TEXT EXCERPT ::
● ● ●

The Equipment GroundING Conductor provides a separate dedicated low resistance normally NON current carrying path for FAULT CURRENT ONLY, NOT the normal return current carrying like the Neutral provides.......


I’m sure I missed something and if I did I hope the more current still practicing fine electricians here can add to or correct this, were never too old to learn I figure.....So enlighten me pleaseeeeeeee

Ol John T and all
 
John I have sub panels in all my shed/barns. I have the neutral and ground hooked together at each of them but I also have a ground rod at each of them also. These have been inspected by the county inspectors and they never told me that it was wrong.

This has always confused the heck out of me. I really do not under stand the reason for not hooking them together at a sub panel. They are hooked together at the other end at the main. So what is the reasoning for NOT hooking them. In plain English. I tried to read another fellows response on this some months ago. He had me too confused to figure it out. So keep it redneck simple. LOL

I just remembered that there is a sub panel in the upstairs of this house. I do not remember if I hooked them together in it or not. I will have to look at it. I needed more circuits up stairs when we remodeled. So I made all the electric circuits up stairs go to a sub panel that is fed directly from the main panel in the basement.
 
Good question JD, although its hard for me (engineer and attorney) to keep it brief I will try my best lol.......If you have a basic understanding of electriciy this may answer your question, but if not it would take me a lot more words. NOTE before Billy Bob has a calf, this is NOT perfectly detailed and complete and perfect and all 100% correct, its to give a lay person a basic answer only. The whole story and 100% accuracy would take a ton of explaining


The Neutral GrounDED Conductor is a hot live current carrying conductor, thats why its insulated so you dont touch it and it doesnt touch other things which you might touch.......If you touch it you are placing your body in paralell with a live current carrier and maybe theres a path from your hand to the ground or the other hand back to the panels ground etc AND CURRENT THROUGH THE OLD TICKER CAN KILL YOU DEAD.

The Equipment GroundING Conductor is often a bare wire, no harm in touching it, its NOT a hot live current carrier like the insulated Neutral. In fact, its attached to the the outer conductive metal case/frames of tools and kitchen appliances WHICH YOU TOUCH EVEN OUTSIDE ON WET EARTH!!!!!!!! Its ONLY purpose is to return FAULT CURRENT.

You wouldnt strip the insulation off the Neutral and let your grandkids touch it would you?? But you do let your grandkids pick up and touch say a kitchen appliance or one of your tools that are plugged in right???

SO IN A NUTSHELL if you start mixin n matchin or substituting or re bonding Neutrals to equipment Grounds ANY PLACE DOWNSTREAM AND OTHER THEN THE MAIN SERVICE ENTRANCE BOND the equipment Ground then is in paralell with Neutral and becomes a hot live current carrier same as the INSULATED NEUTRAL and when you touch the case of a tool or appliance YOURE TOUCHING THE SAME AS THOSE INSULATED NEUTRALS and placing your body in a possible current path.

That and all the other single point grounding theory and avoidance of ground loops is why you DO NOT re bond Neutral and Equipment Ground busses in sub panels.

● ● ●

RECORDS SUPPLIED ::
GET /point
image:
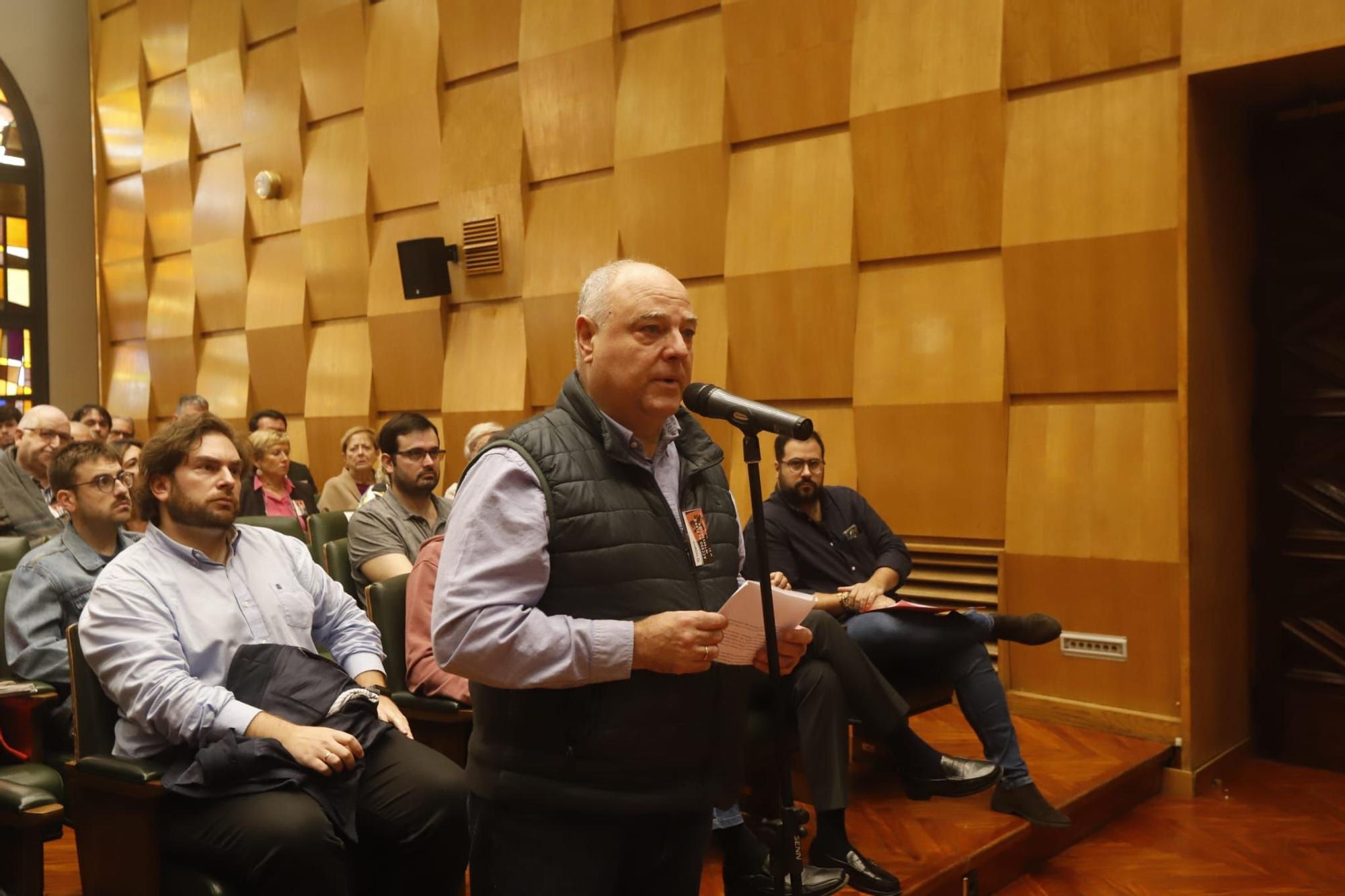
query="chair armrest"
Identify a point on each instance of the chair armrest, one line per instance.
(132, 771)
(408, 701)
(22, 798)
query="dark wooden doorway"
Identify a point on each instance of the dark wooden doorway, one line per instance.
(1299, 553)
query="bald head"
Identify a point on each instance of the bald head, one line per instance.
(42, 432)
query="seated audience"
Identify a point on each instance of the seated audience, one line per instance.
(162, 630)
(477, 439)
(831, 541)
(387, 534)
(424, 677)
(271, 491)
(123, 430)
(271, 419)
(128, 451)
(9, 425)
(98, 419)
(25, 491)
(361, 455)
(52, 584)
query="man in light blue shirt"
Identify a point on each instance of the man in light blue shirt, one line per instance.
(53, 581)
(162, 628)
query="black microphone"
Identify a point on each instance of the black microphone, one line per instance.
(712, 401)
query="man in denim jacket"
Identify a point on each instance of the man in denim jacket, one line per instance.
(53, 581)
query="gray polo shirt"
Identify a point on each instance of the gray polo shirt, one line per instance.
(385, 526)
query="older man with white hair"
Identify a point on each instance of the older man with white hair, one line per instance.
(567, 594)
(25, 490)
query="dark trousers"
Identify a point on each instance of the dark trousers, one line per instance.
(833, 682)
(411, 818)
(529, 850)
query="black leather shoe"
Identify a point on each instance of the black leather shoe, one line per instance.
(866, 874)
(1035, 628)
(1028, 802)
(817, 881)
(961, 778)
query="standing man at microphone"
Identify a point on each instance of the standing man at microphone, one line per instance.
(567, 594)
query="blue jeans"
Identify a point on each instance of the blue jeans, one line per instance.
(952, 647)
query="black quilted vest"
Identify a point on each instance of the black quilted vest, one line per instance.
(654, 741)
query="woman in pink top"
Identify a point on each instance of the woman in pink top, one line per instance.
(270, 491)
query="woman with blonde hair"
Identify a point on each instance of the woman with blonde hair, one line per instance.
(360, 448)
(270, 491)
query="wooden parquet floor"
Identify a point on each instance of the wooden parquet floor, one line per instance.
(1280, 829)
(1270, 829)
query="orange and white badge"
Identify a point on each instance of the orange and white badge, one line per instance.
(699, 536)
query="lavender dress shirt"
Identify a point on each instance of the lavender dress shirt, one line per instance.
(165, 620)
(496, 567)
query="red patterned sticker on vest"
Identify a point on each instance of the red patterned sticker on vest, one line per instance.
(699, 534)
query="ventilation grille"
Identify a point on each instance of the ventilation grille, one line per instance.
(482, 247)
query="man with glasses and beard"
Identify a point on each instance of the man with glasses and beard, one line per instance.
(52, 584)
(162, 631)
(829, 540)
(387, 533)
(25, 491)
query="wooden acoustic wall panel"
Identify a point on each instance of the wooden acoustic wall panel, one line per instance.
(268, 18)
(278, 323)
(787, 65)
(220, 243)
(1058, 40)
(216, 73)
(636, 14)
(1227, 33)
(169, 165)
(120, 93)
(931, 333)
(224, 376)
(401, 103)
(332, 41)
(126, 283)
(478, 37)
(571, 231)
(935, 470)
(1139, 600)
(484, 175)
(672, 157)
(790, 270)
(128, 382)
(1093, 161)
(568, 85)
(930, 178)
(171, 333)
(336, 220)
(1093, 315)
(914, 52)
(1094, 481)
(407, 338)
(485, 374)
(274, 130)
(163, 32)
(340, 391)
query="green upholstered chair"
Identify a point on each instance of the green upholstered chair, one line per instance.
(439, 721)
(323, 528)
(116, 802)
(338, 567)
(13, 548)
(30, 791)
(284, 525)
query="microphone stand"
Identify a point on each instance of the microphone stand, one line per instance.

● ● ●

PROBLEMS TO SOLVE ::
1 > In the sub panel grounding discussion, what is the only purpose of the Equipment Grounding Conductor?
2 > Using the sub panel grounding discussion, explain why the Neutral and Equipment Ground busses are not re-bonded in a sub panel.

OUTPUTS IN ORDER ::
1 > To return fault current.

2 > Bonding them anywhere downstream of the main service entrance bond puts the equipment ground in parallel with the Neutral, so it becomes a live current carrier like the insulated Neutral. Touching the case of a tool or appliance then places your body in a possible current path. Single point grounding theory and the avoidance of ground loops are also given as reasons.